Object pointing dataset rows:
◆ ◆ ◆ ◆
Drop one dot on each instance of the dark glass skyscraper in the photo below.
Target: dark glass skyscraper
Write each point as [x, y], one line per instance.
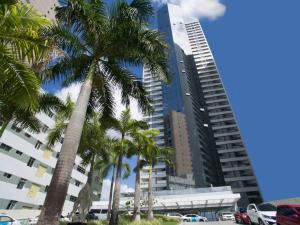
[198, 119]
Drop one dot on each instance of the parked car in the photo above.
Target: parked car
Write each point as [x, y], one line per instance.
[8, 220]
[174, 215]
[241, 216]
[193, 218]
[227, 216]
[33, 221]
[101, 214]
[262, 214]
[288, 214]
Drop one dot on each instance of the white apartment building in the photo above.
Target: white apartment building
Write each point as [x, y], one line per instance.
[27, 166]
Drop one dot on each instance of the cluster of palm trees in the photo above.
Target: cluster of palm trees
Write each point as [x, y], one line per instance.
[90, 43]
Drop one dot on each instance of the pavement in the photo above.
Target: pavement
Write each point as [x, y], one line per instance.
[211, 223]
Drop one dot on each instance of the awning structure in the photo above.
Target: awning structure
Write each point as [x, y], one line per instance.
[198, 198]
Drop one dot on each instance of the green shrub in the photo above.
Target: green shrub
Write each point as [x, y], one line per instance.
[62, 223]
[98, 222]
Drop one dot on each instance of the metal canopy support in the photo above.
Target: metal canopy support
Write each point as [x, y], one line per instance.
[205, 206]
[221, 202]
[164, 205]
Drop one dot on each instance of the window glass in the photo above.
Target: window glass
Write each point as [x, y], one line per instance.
[95, 211]
[5, 219]
[104, 211]
[288, 212]
[266, 207]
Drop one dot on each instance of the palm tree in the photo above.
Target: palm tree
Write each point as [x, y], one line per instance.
[94, 147]
[110, 165]
[125, 126]
[21, 45]
[96, 44]
[154, 154]
[61, 122]
[141, 138]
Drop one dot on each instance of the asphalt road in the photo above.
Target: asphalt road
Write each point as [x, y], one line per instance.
[211, 223]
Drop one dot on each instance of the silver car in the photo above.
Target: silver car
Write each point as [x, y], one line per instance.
[7, 220]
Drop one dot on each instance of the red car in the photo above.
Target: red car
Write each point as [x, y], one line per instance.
[241, 216]
[288, 215]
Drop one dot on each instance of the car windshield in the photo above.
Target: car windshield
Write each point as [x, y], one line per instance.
[266, 207]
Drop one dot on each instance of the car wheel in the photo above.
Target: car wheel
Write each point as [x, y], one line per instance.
[260, 222]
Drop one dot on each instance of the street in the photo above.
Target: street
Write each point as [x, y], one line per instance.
[210, 223]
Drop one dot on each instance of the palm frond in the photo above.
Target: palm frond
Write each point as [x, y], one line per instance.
[20, 83]
[126, 170]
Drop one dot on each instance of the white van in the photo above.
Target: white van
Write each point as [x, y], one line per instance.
[101, 214]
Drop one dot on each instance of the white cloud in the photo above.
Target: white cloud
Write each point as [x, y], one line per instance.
[195, 9]
[73, 90]
[106, 189]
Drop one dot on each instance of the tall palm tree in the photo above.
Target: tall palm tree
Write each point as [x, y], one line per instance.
[61, 122]
[154, 154]
[21, 45]
[94, 146]
[125, 126]
[110, 165]
[96, 44]
[141, 138]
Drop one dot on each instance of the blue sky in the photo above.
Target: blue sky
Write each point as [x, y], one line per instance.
[256, 47]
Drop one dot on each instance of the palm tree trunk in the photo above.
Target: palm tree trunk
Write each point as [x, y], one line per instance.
[137, 193]
[110, 193]
[117, 190]
[150, 195]
[3, 127]
[59, 184]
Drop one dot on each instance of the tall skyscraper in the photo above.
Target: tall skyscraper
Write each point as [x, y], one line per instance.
[198, 120]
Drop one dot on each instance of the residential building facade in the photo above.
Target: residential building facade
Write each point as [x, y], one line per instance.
[27, 166]
[156, 120]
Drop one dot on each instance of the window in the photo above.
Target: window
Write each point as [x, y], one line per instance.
[5, 147]
[77, 183]
[7, 175]
[50, 114]
[21, 183]
[104, 211]
[5, 220]
[19, 152]
[73, 198]
[38, 145]
[11, 204]
[17, 129]
[45, 129]
[30, 162]
[81, 169]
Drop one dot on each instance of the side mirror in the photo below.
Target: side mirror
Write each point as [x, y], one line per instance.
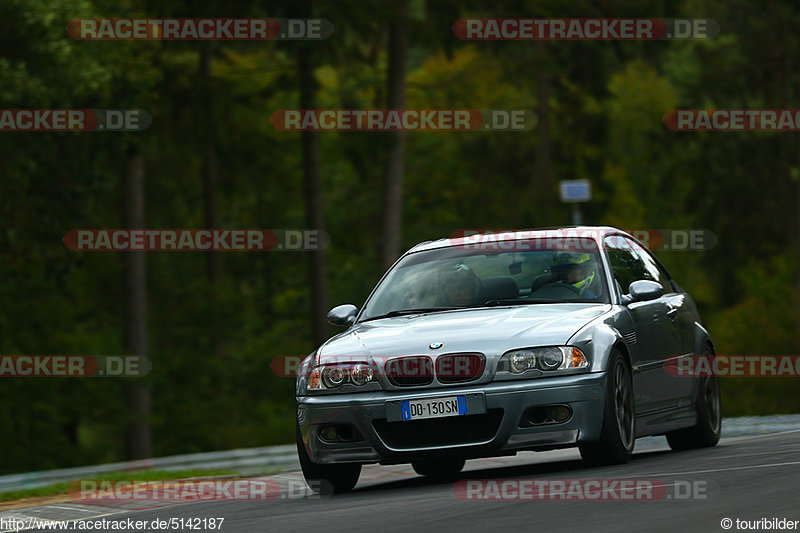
[642, 291]
[343, 315]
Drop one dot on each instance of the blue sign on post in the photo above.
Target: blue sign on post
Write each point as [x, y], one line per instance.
[575, 191]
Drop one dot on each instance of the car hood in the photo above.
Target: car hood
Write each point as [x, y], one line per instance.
[491, 331]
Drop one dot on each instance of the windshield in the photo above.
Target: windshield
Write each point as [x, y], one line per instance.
[460, 278]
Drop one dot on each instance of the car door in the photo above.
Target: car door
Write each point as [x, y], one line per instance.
[653, 339]
[680, 311]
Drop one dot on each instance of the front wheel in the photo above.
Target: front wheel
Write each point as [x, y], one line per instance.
[326, 479]
[617, 436]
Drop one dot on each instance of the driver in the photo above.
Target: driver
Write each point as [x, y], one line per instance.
[576, 269]
[460, 286]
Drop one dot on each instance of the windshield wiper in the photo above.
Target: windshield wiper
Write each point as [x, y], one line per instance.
[401, 312]
[528, 301]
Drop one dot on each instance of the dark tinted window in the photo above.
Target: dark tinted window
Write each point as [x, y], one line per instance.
[652, 269]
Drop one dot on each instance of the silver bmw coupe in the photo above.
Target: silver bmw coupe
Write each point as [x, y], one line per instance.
[489, 344]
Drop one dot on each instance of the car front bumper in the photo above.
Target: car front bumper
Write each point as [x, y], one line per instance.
[497, 432]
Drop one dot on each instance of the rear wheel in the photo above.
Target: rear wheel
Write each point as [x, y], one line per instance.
[441, 469]
[617, 436]
[326, 479]
[709, 418]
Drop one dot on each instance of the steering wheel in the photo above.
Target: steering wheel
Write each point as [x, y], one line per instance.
[557, 291]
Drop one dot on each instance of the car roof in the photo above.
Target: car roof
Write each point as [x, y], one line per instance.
[461, 237]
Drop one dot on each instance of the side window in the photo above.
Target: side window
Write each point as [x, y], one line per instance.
[626, 265]
[652, 270]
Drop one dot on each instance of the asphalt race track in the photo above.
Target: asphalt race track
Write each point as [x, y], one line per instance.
[748, 478]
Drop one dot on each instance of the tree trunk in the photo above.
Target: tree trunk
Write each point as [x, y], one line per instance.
[209, 154]
[395, 166]
[312, 187]
[543, 180]
[138, 440]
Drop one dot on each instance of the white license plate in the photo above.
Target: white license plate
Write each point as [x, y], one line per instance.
[434, 407]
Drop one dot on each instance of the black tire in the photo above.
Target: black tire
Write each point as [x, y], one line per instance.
[618, 433]
[326, 479]
[441, 469]
[706, 432]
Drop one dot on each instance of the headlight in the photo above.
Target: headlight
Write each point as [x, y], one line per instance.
[361, 374]
[521, 360]
[332, 376]
[546, 359]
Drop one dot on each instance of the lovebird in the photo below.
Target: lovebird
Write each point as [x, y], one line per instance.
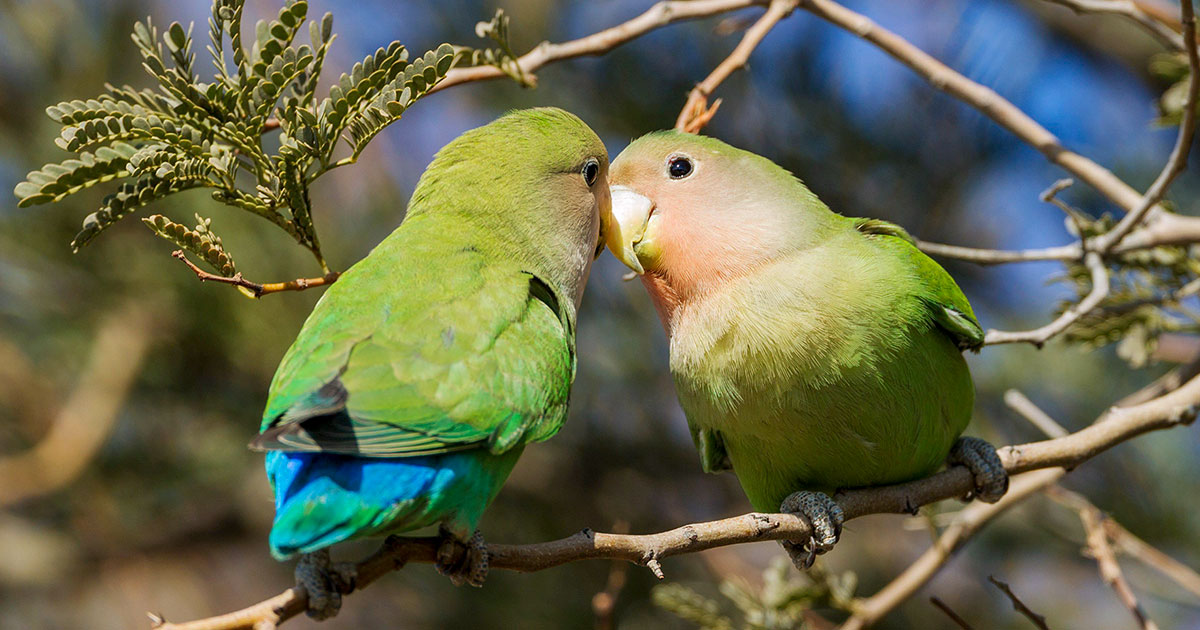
[425, 370]
[810, 352]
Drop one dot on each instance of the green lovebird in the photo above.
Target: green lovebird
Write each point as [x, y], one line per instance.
[425, 370]
[810, 352]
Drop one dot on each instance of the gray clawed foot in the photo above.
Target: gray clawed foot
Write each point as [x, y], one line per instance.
[325, 583]
[823, 515]
[979, 457]
[463, 563]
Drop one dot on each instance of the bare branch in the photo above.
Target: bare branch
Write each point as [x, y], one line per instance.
[1107, 561]
[1129, 544]
[996, 257]
[1114, 427]
[1179, 157]
[696, 113]
[253, 289]
[88, 415]
[954, 617]
[967, 522]
[982, 97]
[1019, 606]
[658, 16]
[1129, 10]
[1041, 335]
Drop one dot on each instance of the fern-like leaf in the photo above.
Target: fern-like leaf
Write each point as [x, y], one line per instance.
[199, 240]
[53, 183]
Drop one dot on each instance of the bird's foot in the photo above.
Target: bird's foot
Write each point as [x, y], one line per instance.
[325, 582]
[463, 563]
[823, 515]
[979, 457]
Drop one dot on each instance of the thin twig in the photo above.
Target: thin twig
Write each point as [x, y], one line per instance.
[255, 289]
[604, 604]
[1107, 562]
[1038, 336]
[966, 523]
[1114, 427]
[696, 113]
[1018, 605]
[1129, 544]
[979, 96]
[996, 257]
[658, 16]
[1129, 10]
[949, 612]
[1179, 157]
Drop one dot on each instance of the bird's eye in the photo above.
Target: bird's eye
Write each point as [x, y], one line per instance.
[591, 171]
[679, 167]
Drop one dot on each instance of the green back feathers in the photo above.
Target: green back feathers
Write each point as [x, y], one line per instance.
[948, 306]
[456, 331]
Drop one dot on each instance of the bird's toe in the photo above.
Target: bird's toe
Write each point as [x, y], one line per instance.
[823, 515]
[324, 582]
[981, 457]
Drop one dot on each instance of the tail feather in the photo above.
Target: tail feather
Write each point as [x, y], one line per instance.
[322, 498]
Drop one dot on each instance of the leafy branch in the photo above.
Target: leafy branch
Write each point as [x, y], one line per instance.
[189, 133]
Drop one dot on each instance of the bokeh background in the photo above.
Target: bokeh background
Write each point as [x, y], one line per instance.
[160, 379]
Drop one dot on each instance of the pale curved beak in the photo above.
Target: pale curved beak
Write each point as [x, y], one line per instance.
[627, 227]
◆ ◆ ◆ ◆
> WORK TO COMPLETE:
Only the lines from the one that contains "Drop one dot on each instance of the fern-like" to the end of the entries above should be given again, exactly and in full.

> RESPONSE TO THE EXERCISE:
Drop one dot on each instance of the fern-like leaf in the photo above.
Target: fern-like leaf
Write each point as [x, y], one line per instance.
[199, 240]
[53, 183]
Drop one dot on each instance of the bird's foot in the photo above.
Target: bird's foot
Write each point as [x, y], one line per instance.
[325, 582]
[463, 563]
[823, 515]
[979, 457]
Drop one dot on each instance of the thin twig in the photo above.
Target: thin twig
Write each point as [x, y], one line per instance.
[255, 289]
[604, 604]
[1107, 562]
[1038, 336]
[966, 523]
[1114, 427]
[696, 113]
[1018, 605]
[1129, 544]
[979, 96]
[996, 257]
[658, 16]
[1129, 10]
[949, 612]
[1179, 157]
Drop one dot on each instance of the bird's eye in the photo above.
Target: bird's eye
Write each point as [x, y], one line per instance.
[591, 171]
[679, 167]
Drop one dot on each instance of the green back feathers in the photo above.
Target: green back feathers
Write each point as [x, y], one line per instance.
[948, 306]
[456, 331]
Drop one dot on each instance of the bird's toe in the photo above.
Target: bird's toe
Write each point as [x, y], one line per instance.
[823, 515]
[324, 582]
[981, 457]
Drop one dot on each instance of the tail feather in the photo above.
Target: tail feather
Write each point as [x, y], one line per instance.
[322, 498]
Drop one dot on each instance of the leafy branch in the photo above.
Target: leafy branch
Write each point as [x, y], one line per instance.
[189, 133]
Drop one dot on each instance of the bokeh background in the photo above.
Target: bokeh background
Write each point as [x, y], one line per instance.
[160, 379]
Drop one dot on each instance of the pale curved beak in the photo above.
Target: pale curved beak
Write each point as [x, y], one line per instance.
[627, 227]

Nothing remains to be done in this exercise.